• Set problem 1:
Decide whether each statement below agrees with the message about stellar spectra. Answer yes or no for each, and quote the words from the message that decide it.
(a) The CN bands around 7850 Angström were left unassigned.
(b) R Gem has a low C/O.
(c) The writer's understanding of diatomic spectroscopy is at a graduate level.

• Extract:
........
Hi Jim, thanks for your feedback! The CN bands around 7850 Angström were quite weak and partially overlapping with the LaO bands, so I didn't assign them.

 

You did such a great job with W Orionis , I thought that you could use the bands you were confident about in W Ori to help identify bands in R Gem. Sort of a cross-correlation technique.

 

R Gem has a pretty high C/O. I bet there is CN somewhere in R Gem, at some point. This article suggests C2 and CN are some of the few molecules "which are solely formed in the

deep, warm layers of the photosphere". No doubt the high bond dissociation energy helps keep CN around so that we can observe it.

 

Speaking of bond dissociation energies, that of MgO seems pretty low. Although the paper by Wyckoff you cited identifies MgO, this paper boldly proclaims "Other metal oxides and hydroxides such as CaO, CaOH, FeOH, MgO, and MgOH have been searched in molecular clouds and stars without success." Astronomers often seem to have so little regard for chemistry that they refer to everything besides H as "metals". I think most chemists would understand that MgO was much further on a continuum towards an ionic bond compared to the metal oxides that you have identified. 

 

I am afraid that, at best, my understanding of diatomic spectroscopy is at the level of an undergraduate. For any of the big molecules I've ever worked with, a Jablonski diagram was good enough. So thank you for making me review all this fundamental molecular spectroscopy. I have found that even a review of atomic spectroscopy has been helpful. Why is there a sodium doublet? I do find it fascinating the interplay between the very small (subatomic structure) and the very large (stellar and galactic structure). Learning about one has informed my understanding of the other.
........
[Data records]
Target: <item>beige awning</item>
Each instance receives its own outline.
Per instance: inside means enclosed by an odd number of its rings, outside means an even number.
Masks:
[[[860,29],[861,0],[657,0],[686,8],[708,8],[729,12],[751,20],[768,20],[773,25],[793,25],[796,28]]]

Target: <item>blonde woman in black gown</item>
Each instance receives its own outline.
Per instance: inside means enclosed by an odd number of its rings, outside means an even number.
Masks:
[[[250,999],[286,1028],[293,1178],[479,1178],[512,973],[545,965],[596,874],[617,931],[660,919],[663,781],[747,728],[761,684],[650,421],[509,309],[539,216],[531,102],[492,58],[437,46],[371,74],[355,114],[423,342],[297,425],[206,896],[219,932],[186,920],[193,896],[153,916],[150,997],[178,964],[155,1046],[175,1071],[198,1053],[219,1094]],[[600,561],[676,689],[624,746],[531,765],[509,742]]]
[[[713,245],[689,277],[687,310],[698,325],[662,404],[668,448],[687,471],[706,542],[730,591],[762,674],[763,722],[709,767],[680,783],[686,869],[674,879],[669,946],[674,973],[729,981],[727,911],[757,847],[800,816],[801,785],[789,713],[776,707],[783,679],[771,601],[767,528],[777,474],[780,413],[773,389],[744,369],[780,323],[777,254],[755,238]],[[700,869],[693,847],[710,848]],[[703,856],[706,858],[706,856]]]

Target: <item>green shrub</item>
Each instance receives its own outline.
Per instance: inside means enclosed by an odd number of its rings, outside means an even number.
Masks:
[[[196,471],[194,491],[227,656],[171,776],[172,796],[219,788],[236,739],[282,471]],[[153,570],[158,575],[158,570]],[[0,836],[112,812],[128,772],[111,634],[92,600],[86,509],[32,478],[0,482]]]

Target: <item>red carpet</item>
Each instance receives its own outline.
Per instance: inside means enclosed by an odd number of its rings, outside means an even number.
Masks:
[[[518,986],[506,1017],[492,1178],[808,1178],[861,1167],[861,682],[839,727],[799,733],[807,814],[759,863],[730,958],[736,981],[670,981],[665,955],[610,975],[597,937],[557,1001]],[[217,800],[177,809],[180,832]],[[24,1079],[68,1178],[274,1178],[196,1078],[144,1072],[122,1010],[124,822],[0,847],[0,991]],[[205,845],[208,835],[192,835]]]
........
• Set problem 2:
In the records, change "instance" to "object" in the stretch from the line containing "Target: <item>red carpet</item>" through the end of the records. Return only those lines, with everything else left as it is.

• Worked answer 1:
(a) Yes: "so I didn't assign them."
(b) No: "R Gem has a pretty high C/O."
(c) No: "my understanding of diatomic spectroscopy is at the level of an undergraduate."

• Worked answer 2:
Target: <item>red carpet</item>
Each object receives its own outline.
Per object: inside means enclosed by an odd number of its rings, outside means an even number.
Masks:
[[[518,986],[506,1017],[492,1178],[808,1178],[861,1167],[861,682],[839,727],[799,733],[807,814],[759,863],[730,958],[736,981],[670,981],[665,955],[610,975],[597,937],[557,1001]],[[217,800],[177,809],[180,832]],[[24,1079],[68,1178],[274,1178],[196,1078],[144,1072],[122,1010],[124,822],[0,847],[0,991]],[[205,845],[208,835],[192,835]]]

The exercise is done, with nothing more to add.